The Bank of England raised interest rates by the most in 27 years on Thursday in an attempt to smother surging inflation on track to top 13%, even as it warned a long recession is coming.
Reeling from a surge in energy prices after Russia's invasion of Ukraine, the BoE's rate-setters voted 8-1 for a half percentage-point rise in Bank Rate to 1.75%, its highest since late 2008.
The big hike had been expected by most economists in a Reuters poll as central banks around the world scramble to contain soaring prices.
Sterling fell as the BoE said Britain would enter a recession at the end of 2022 and not emerge until early 2024.
Governor Andrew Bailey said economic uncertainty was exceptionally large and that all options are open. "Returning inflation to the 2% target remains our absolute priority," he said. "There are no ifs or buts about that."
As well as surging energy costs, Britain is also adjusting to Brexit and a political leadership change. The BoE said Britain was facing its biggest slump in living standards since records began in the 1960s.
On Wednesday, the National Institute of Economic and Social Research, a think tank, said more than a million households would soon have to choose between heating and buying enough food.
Bailey said he had "huge sympathy" for households facing rising borrowing costs but "I'm afraid the alternative is even worse, in terms of persistent inflation."
Feedback from business leaders and the BoE's own surveys showed inflation pressure building in the labour market because of a severe shortage of jobs candidates, he said.
The favourite to become the next prime minister, Foreign Secretary Liz Truss, has pledged big tax cuts. Many economists say that would fuel inflation and push up rates further.
Truss also wants to review the BoE's inflation-fighting mandate.
Bailey declined to comment on the race for Downing Street, or the criticisms of the BoE from Truss and her supporters. But he noted that British inflation had averaged around 2% over the 25 years since the BoE gained operational independence, "not the case for all central banks, certainly."

CHECK YOUR UNDERSTANDING -
1/ Name every year or decade the article on the Bank of England's rate rise mentions, with the event it goes with.
2/ Using the article on the Bank of England's rate rise, decide whether each statement agrees with it: (a) The rate-setters voted unanimously for the rise. (b) The Bank of England expects Britain to come out of recession in early 2024. (c) Bailey responded to the criticisms of the Bank of England from Truss and her supporters.

DATASET EXTRACT -
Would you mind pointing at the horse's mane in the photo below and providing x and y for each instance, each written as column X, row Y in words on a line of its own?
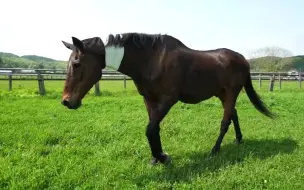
column 140, row 40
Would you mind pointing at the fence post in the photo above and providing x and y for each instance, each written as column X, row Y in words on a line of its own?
column 271, row 83
column 280, row 81
column 260, row 81
column 41, row 84
column 125, row 82
column 97, row 90
column 300, row 78
column 10, row 82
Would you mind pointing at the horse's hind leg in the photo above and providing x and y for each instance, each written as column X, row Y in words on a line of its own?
column 228, row 98
column 237, row 129
column 235, row 120
column 157, row 110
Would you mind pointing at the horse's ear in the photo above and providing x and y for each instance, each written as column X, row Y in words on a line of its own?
column 78, row 44
column 68, row 45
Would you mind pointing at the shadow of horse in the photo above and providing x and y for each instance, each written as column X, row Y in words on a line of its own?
column 200, row 162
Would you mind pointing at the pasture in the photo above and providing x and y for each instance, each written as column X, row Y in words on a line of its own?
column 103, row 144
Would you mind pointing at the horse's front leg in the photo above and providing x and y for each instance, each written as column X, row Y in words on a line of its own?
column 157, row 110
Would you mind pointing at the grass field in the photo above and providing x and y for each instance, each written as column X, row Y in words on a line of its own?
column 103, row 145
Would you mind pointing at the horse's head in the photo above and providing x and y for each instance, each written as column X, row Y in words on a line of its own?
column 84, row 69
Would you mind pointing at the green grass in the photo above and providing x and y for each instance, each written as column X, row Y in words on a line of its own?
column 102, row 145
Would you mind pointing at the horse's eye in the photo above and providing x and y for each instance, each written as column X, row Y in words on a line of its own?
column 76, row 65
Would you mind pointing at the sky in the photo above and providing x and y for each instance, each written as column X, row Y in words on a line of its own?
column 36, row 27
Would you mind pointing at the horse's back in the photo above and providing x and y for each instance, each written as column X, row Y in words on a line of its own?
column 207, row 73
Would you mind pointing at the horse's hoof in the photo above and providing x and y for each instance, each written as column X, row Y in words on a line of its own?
column 167, row 160
column 214, row 152
column 154, row 161
column 238, row 141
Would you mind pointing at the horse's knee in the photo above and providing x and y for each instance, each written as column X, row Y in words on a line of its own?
column 152, row 129
column 224, row 125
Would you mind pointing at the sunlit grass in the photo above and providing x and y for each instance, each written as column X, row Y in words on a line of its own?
column 102, row 145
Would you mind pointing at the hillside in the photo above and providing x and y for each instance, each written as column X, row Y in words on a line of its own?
column 9, row 60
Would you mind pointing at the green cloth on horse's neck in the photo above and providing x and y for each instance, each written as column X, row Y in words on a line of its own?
column 114, row 56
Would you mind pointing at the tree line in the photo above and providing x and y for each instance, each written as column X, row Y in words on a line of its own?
column 267, row 59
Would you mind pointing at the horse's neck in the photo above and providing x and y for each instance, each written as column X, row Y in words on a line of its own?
column 117, row 60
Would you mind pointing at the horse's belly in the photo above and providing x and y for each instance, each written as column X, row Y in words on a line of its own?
column 197, row 95
column 195, row 91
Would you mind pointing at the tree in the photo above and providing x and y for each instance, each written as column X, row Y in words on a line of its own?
column 271, row 58
column 1, row 62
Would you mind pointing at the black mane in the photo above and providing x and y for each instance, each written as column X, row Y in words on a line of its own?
column 138, row 39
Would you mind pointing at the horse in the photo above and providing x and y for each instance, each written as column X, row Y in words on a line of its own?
column 164, row 71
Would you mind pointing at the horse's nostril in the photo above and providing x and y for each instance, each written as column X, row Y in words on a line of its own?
column 65, row 103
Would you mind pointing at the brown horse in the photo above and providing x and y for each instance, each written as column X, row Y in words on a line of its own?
column 164, row 71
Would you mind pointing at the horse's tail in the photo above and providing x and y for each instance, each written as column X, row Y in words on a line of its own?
column 255, row 99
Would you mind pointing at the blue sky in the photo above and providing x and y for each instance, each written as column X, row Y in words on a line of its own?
column 37, row 27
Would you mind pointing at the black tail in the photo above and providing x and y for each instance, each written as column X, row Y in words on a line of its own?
column 255, row 99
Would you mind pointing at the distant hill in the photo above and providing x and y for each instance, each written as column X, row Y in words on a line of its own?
column 38, row 58
column 9, row 60
column 269, row 62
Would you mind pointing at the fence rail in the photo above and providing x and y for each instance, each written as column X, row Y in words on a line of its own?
column 41, row 75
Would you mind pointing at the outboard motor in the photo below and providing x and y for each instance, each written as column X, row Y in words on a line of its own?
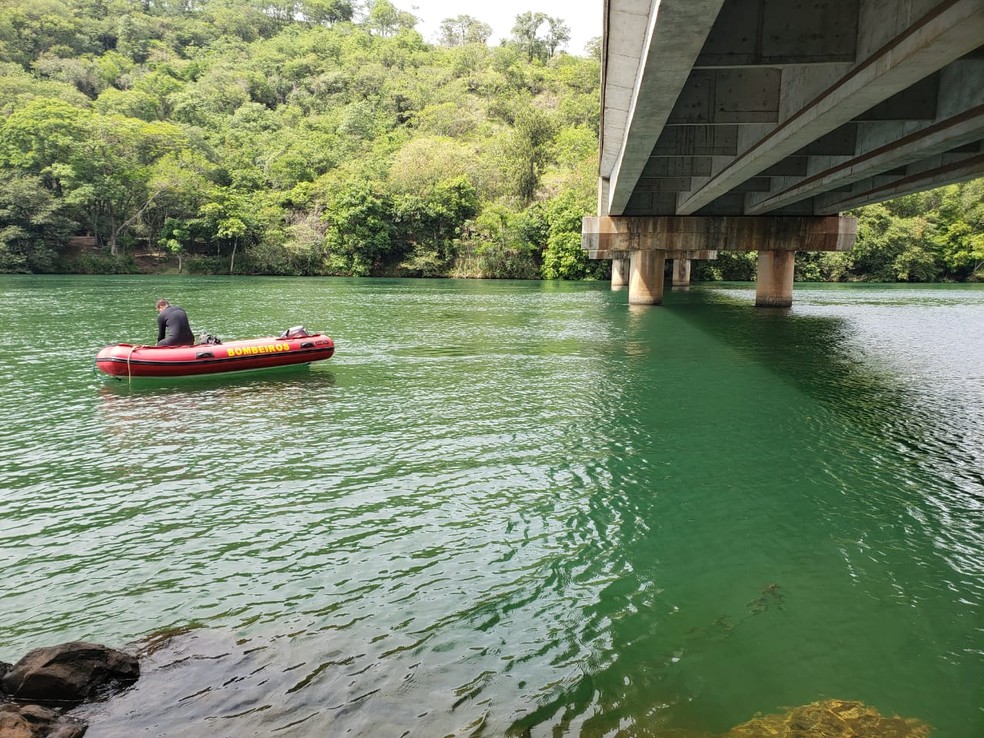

RESPONSES IN ORDER -
1/
- 2008: Bank Rate at 1.75% is "its highest since late 2008."
- 2022: Britain would enter a recession "at the end of 2022."
- 2024: Britain would "not emerge until early 2024."
- The 1960s: the slump in living standards is the biggest "since records began in the 1960s."

2/
(a) No: "the BoE's rate-setters voted 8-1 for a half percentage-point rise in Bank Rate to 1.75%"
(b) Yes: "Britain would enter a recession at the end of 2022 and not emerge until early 2024"
(c) No: "Bailey declined to comment on the race for Downing Street, or the criticisms of the BoE from Truss and her supporters"